** BEGIN Data in this exercise **
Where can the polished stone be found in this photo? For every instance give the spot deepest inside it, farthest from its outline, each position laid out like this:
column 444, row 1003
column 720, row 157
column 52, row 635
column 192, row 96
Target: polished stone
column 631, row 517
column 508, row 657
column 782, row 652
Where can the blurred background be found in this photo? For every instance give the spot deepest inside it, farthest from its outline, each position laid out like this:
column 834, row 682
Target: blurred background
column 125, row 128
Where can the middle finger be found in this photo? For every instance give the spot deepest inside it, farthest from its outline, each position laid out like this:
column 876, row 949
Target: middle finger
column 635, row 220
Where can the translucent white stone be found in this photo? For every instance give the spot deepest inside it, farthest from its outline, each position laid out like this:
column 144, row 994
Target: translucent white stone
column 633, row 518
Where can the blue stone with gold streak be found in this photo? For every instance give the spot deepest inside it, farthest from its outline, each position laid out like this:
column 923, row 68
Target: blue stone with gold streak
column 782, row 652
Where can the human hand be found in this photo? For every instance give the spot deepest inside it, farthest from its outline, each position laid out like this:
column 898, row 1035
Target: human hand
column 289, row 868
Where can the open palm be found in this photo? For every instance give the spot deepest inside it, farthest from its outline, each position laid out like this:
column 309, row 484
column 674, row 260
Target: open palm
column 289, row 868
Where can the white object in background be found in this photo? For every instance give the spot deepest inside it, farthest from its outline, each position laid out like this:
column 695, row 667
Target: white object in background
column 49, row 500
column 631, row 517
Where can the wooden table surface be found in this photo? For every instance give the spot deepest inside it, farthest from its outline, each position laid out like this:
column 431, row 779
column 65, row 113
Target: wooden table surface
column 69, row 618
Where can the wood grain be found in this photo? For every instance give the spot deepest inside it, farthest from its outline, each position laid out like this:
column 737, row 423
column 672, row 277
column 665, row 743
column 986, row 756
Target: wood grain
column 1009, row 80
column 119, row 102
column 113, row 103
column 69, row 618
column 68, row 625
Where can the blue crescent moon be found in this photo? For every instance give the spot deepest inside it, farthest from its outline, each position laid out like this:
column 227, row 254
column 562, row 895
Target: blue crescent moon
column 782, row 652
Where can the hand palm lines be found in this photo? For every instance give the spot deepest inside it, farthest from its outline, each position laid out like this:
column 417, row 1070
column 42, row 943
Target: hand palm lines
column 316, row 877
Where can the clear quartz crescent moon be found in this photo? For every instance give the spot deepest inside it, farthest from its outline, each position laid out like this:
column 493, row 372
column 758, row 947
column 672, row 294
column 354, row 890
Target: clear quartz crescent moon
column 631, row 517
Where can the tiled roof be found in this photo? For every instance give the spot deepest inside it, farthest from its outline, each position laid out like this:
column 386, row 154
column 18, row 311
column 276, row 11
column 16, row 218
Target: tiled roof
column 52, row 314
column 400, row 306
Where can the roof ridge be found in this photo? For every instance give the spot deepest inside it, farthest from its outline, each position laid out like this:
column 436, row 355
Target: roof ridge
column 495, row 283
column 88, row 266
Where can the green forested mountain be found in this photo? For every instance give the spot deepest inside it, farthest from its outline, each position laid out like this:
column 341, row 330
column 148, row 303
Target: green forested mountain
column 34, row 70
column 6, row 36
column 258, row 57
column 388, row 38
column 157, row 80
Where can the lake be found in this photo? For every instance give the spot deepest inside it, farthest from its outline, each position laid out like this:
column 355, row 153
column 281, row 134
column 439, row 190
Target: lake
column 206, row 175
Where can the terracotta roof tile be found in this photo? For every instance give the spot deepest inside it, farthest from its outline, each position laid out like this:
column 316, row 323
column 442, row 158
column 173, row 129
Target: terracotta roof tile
** END Data in this exercise **
**Given exercise**
Copy every one of the records above verbatim, keeping each line as it is.

**Exercise result**
Where can the polished stone be found in this photo? For every instance give the spot deepest inside it, farthest from its outline, each position laid out like this:
column 444, row 1003
column 720, row 157
column 52, row 635
column 192, row 96
Target: polished stone
column 631, row 517
column 508, row 657
column 782, row 652
Where can the blurred background be found in this photo? For every instance give the spot deepest inside it, farthest from its outline, each position laid out like this:
column 834, row 682
Target: blurred background
column 125, row 128
Where can the middle finger be found in this photo? For every instance give the spot deepest inside it, farthest from its outline, each position laid out like this:
column 876, row 949
Target: middle finger
column 635, row 220
Where can the translucent white stone be found in this photo? For every instance give the spot deepest inside it, farthest from its outline, each position laid out like this:
column 144, row 994
Target: translucent white stone
column 633, row 518
Where can the blue stone with gold streak be found in this photo? For every instance give the spot deepest inside it, farthest from its outline, each position laid out like this:
column 923, row 68
Target: blue stone with gold streak
column 782, row 652
Where can the human hand be found in this photo? For every instance give the spot deepest inside it, farthest from its outline, each position laid out like this:
column 898, row 1035
Target: human hand
column 289, row 868
Where can the open palm be found in this photo? For every instance give the spot deepest inside it, farthest from its outline, each position laid out like this:
column 309, row 484
column 674, row 260
Target: open palm
column 289, row 868
Where can the white object in background be found in this photo? For every instance give the spot deepest inside it, farthest from its outline, each position laid out like this:
column 695, row 667
Target: white object in background
column 49, row 500
column 631, row 517
Where can the wooden table surface be found in this photo? For every instance give the spot deepest inside it, farthest from its outline, each position laid out like this:
column 431, row 779
column 65, row 113
Target: wooden table surface
column 69, row 618
Where can the wood grain be found in this photo? For every instance give the spot deepest inside it, farthest from its outline, each position laid out like this:
column 737, row 423
column 672, row 277
column 665, row 743
column 986, row 756
Target: wood grain
column 1009, row 80
column 119, row 102
column 113, row 103
column 69, row 618
column 68, row 625
Where can the blue crescent moon be found in this photo? For every instance give the spot deepest inside it, farthest from its outline, each position laid out like this:
column 227, row 254
column 562, row 895
Target: blue crescent moon
column 782, row 652
Where can the hand palm lines be found in this photo? For every instance give the spot deepest inside it, farthest from its outline, each position laid out like this:
column 417, row 1070
column 42, row 943
Target: hand palm lines
column 316, row 877
Where can the clear quartz crescent moon be found in this photo? For every instance give the spot deepest inside it, farthest from its outline, each position laid out like this:
column 493, row 372
column 758, row 947
column 672, row 294
column 354, row 890
Target: clear quartz crescent moon
column 631, row 517
Where can the tiled roof be found in this photo? For every instance give the spot deepest inside it, farthest from its outline, each position laid out like this:
column 386, row 154
column 18, row 311
column 276, row 11
column 16, row 218
Target: tiled roof
column 52, row 314
column 400, row 306
Where can the roof ridge be found in this photo? For every instance give the spot deepest inside it, farthest from its outline, each position laid out like this:
column 436, row 355
Target: roof ridge
column 495, row 283
column 88, row 266
Where can the green forested mountain be found in this photo? For every instance give the spot deepest inside it, farthest from its outline, each position laid out like this:
column 341, row 330
column 148, row 303
Target: green forested mountain
column 34, row 70
column 6, row 36
column 258, row 57
column 388, row 38
column 157, row 80
Where can the lake be found in this photo? For every instance give the spot deepest inside it, farthest from its outline, each position laid out like this:
column 355, row 153
column 281, row 134
column 439, row 190
Target: lake
column 206, row 175
Where can the terracotta roof tile be found in this photo? For every instance give the spot deepest inside it, farthest from its outline, each position laid out like this:
column 316, row 323
column 442, row 158
column 173, row 129
Target: terracotta roof tile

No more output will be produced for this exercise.